Exercise:
Produce exactly the lines starting at the one containing "dome on this basis." and ending at the last line of the material, with nothing added.

* * *

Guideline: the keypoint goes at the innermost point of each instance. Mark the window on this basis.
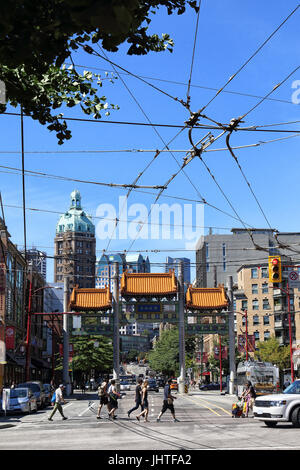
(265, 288)
(266, 335)
(254, 288)
(264, 272)
(266, 305)
(254, 273)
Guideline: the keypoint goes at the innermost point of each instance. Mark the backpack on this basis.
(102, 390)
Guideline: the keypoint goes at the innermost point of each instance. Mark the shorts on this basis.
(166, 406)
(145, 405)
(103, 400)
(113, 403)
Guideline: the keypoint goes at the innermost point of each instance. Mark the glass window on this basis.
(254, 273)
(264, 272)
(266, 305)
(254, 288)
(266, 335)
(265, 288)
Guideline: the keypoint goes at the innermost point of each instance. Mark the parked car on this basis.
(22, 400)
(174, 384)
(281, 407)
(152, 385)
(48, 393)
(38, 390)
(124, 385)
(212, 386)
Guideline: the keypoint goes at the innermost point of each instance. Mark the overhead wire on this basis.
(250, 58)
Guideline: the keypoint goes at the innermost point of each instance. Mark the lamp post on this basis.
(245, 315)
(28, 330)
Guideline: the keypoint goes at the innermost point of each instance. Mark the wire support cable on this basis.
(251, 57)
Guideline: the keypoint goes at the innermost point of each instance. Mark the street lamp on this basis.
(28, 332)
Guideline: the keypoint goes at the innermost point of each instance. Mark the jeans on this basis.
(137, 404)
(58, 407)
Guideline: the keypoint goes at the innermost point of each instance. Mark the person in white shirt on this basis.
(59, 400)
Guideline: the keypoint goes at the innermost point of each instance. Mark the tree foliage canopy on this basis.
(271, 351)
(164, 357)
(36, 38)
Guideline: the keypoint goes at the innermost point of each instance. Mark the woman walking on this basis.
(145, 404)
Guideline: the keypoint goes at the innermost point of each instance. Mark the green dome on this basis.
(75, 219)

* * *

Reply to the task:
Guideline: the keypoint goes at the innermost point of each instance. Mark the green dome on this basis.
(75, 219)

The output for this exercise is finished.